> **PROBLEMS**:
1. In two sentences, summarize the lesson plan below.
2. Reproduce word for word the passage of the lesson plan below, starting with "For copies of" and going on through "than nonrenewable resources.".

> **TEXT TO READ**:
+++

Lesson Plan: Nonrenewable Energy Resources Coal, Oil and Natural Gas/Greenhouse Gases G8

Written By: Amy Beske
Grade Level: Grade 8

Time Allotment

Two - Five class periods

Overview

Nonrenewable energy resources including fossil fuels are used faster than they can be replaced. Inexhaustible energy resources are sources of renewable energy that will not run out in the future. People use a variety of earth’s mineral resources to meet a diverse range of needs.
For copies of the worksheets, go here: Nonrenewable_Energy_Resources_Lesson.pdf

Subject Matter

Earth Science, Language Arts, Geography, History

Learning Objectives

The students will:
  • identify examples of nonrenewable energy resources.
  • describe the advantages and disadvantages of using fossil fuels.
  • compare and contrast inexhaustible and renewable resources.
  • explain why inexhaustible and renewable resources are used less than nonrenewable resources.
  • Media Components - Video/Web

    1. Use earth science textbook or the following website sponsored by the U.S. Energy Information Association http://www.eia.gov/kids/energy.cfm?page=nonrenewable_homebasics
      (have your students click on oil, coal or natural gas to read about each)
    2. Video Clips from Prairie Public North Dakota Studies website http://www.ndstudies.org/
    3. Search for the following three video clips, approximately 10 minutes in length each ‐
    4. The Formation of Fossil Fuels video clip ‐ 2 minutes 25 seconds in length. Show at the end of the day prior to the start of the fossil fuel

    Materials

    • Access to website www.eia.gov/kids/energy.cfm?page=nonrenewable_homebasics
    • Download/print copies from the website of the articles about the three fossil fuels.
    • Make copies of the worksheet (attached on top)
    • Small sheets of tag board – one for each student/group
    • Venn Diagram on board.

    Teacher Preparation

    • Preview the student readings. If using the website from the U.S. Energy Information Association print off the readings for your student groups or have computer access for them.
    • Gather and prepare small sheets of tag board (approx. 81/2 X 11") for each student group.
    • Preview the video clips from Prairie Public North Dakota Studies website. Have a projector available.
    • Make copies of student worksheets for the readings on fossil fuels.

+++

> **DATA LISTING**:
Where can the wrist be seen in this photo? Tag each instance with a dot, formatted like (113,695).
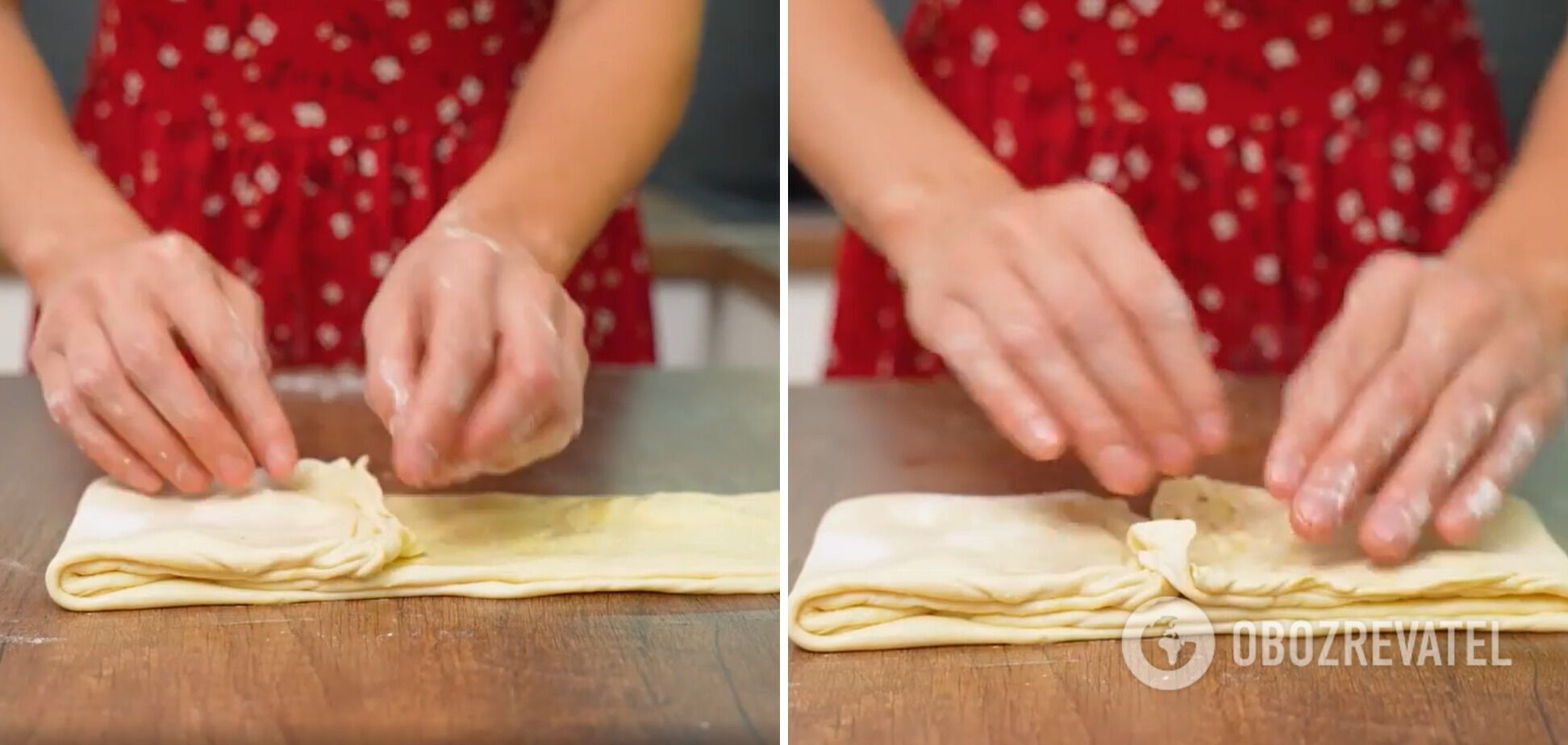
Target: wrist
(899,217)
(485,212)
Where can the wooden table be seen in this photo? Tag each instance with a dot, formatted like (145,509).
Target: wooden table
(616,667)
(930,438)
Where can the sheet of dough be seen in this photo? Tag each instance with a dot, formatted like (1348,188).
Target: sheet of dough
(924,570)
(928,570)
(1232,551)
(333,535)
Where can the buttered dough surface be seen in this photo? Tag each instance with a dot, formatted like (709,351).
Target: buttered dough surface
(927,570)
(333,535)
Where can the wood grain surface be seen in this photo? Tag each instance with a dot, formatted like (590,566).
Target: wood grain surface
(616,667)
(863,438)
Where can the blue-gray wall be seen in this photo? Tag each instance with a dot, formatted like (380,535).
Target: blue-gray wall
(725,156)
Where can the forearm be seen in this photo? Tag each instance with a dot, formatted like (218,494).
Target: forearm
(601,99)
(52,198)
(866,129)
(1523,229)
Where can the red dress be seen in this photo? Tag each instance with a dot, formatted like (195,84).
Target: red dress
(1267,146)
(305,143)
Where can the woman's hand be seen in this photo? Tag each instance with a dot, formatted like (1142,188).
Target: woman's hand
(107,348)
(1430,391)
(476,358)
(1061,320)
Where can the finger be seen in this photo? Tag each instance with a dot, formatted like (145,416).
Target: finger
(154,366)
(1128,265)
(1478,496)
(101,383)
(1023,418)
(1443,333)
(460,353)
(101,446)
(531,366)
(1460,424)
(392,347)
(234,350)
(1368,330)
(1109,352)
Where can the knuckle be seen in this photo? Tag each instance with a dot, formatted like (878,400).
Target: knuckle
(1024,339)
(141,361)
(1087,323)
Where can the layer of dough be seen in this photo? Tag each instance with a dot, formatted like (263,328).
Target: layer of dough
(923,570)
(927,570)
(333,535)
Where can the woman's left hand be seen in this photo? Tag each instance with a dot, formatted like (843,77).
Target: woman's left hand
(1424,399)
(476,358)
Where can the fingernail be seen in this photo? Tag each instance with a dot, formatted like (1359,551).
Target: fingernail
(1124,466)
(1400,524)
(422,461)
(1174,454)
(1214,429)
(234,471)
(1322,501)
(1285,471)
(1045,438)
(1483,502)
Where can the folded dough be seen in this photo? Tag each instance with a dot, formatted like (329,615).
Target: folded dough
(927,570)
(333,535)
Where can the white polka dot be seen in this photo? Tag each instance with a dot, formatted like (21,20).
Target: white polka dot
(1390,225)
(1441,198)
(1319,26)
(1349,204)
(1137,162)
(1032,16)
(1211,298)
(386,69)
(342,225)
(448,110)
(1280,54)
(471,89)
(309,114)
(1101,167)
(1252,156)
(1266,268)
(1189,98)
(380,264)
(1224,225)
(1368,82)
(328,336)
(215,40)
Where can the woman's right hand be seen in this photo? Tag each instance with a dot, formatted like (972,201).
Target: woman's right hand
(107,348)
(1062,322)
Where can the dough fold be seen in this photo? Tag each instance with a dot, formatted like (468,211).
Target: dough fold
(928,570)
(333,535)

+++

> **SOLUTIONS TO EACH TASK**:
1. This Grade 8 lesson plan on nonrenewable energy resources, written by Amy Beske, takes two to five class periods and has students identify nonrenewable energy resources, describe the advantages and disadvantages of fossil fuels, and compare and contrast inexhaustible and renewable resources. It uses an earth science textbook or readings from a U.S. Energy Information Association website, video clips from the Prairie Public North Dakota Studies website, worksheets, small sheets of tag board, and a Venn diagram on the board.

2.
For copies of the worksheets, go here: Nonrenewable_Energy_Resources_Lesson.pdf

Subject Matter

Earth Science, Language Arts, Geography, History

Learning Objectives

The students will:
  • identify examples of nonrenewable energy resources.
  • describe the advantages and disadvantages of using fossil fuels.
  • compare and contrast inexhaustible and renewable resources.
  • explain why inexhaustible and renewable resources are used less than nonrenewable resources.